==== Listed entries ====

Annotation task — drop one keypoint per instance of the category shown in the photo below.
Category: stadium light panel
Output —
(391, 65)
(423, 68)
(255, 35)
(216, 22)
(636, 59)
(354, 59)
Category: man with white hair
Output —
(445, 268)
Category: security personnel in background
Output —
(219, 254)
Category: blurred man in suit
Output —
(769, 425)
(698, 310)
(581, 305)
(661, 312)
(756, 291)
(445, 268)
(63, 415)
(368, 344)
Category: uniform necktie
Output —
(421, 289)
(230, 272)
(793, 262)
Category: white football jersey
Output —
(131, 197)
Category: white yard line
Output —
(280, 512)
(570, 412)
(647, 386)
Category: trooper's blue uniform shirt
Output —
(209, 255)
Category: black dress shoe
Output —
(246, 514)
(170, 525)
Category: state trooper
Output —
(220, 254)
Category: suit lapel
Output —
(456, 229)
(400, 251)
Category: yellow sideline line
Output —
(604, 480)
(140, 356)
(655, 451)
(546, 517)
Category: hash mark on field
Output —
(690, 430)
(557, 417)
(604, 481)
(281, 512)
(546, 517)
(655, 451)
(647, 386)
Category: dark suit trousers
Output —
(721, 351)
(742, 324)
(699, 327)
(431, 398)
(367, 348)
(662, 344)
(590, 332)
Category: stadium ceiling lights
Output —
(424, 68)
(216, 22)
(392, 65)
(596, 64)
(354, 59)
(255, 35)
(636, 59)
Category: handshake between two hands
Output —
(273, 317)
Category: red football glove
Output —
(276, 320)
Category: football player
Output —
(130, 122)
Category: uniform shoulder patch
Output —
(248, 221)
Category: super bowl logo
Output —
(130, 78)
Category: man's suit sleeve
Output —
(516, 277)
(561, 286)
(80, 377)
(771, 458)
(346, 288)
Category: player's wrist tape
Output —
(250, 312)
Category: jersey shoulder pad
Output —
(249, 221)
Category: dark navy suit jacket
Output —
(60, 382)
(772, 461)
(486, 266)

====

Exercise requirements >>
Could you reproduce all of the material above, exactly as it reads?

Answer space >>
Annotation task — drop one keypoint per instance of the category shown in the photo below.
Category: stadium light panel
Output —
(391, 65)
(423, 68)
(255, 35)
(216, 22)
(636, 59)
(354, 59)
Category: man with white hair
Output —
(445, 268)
Category: security personnel in background
Output —
(219, 254)
Category: blurred man in suit
Output —
(769, 425)
(698, 310)
(581, 305)
(661, 312)
(756, 291)
(445, 268)
(63, 415)
(368, 344)
Category: uniform necktie
Output —
(421, 289)
(230, 272)
(793, 262)
Category: white football jersey
Output —
(131, 197)
Category: white yard line
Output —
(280, 512)
(570, 412)
(647, 386)
Category: trooper's blue uniform shirt
Output —
(209, 255)
Category: black dress shoe
Output —
(246, 514)
(170, 525)
Category: state trooper
Output —
(220, 254)
Category: suit lapel
Output —
(456, 229)
(400, 251)
Category: yellow sideline line
Output —
(604, 480)
(140, 356)
(655, 451)
(546, 517)
Category: hash mark on field
Output —
(690, 430)
(557, 417)
(604, 481)
(281, 512)
(546, 517)
(655, 451)
(647, 386)
Category: dark suit trousers
Output —
(721, 351)
(742, 324)
(699, 327)
(431, 398)
(367, 348)
(662, 344)
(590, 332)
Category: stadium ceiling lights
Output —
(424, 68)
(216, 22)
(392, 65)
(596, 64)
(354, 59)
(255, 35)
(636, 59)
Category: handshake between two hands
Output —
(273, 317)
Category: red football glove
Output —
(276, 320)
Category: football player
Output —
(130, 122)
Category: uniform shoulder patch
Output —
(248, 221)
Category: super bowl logo
Output —
(130, 78)
Category: man's suit sleeve
Output —
(516, 277)
(561, 286)
(80, 377)
(771, 458)
(346, 288)
Category: player's wrist tape
Output —
(250, 312)
Category: jersey shoulder pad
Output —
(249, 221)
Category: dark navy suit jacket
Output —
(60, 382)
(772, 461)
(486, 266)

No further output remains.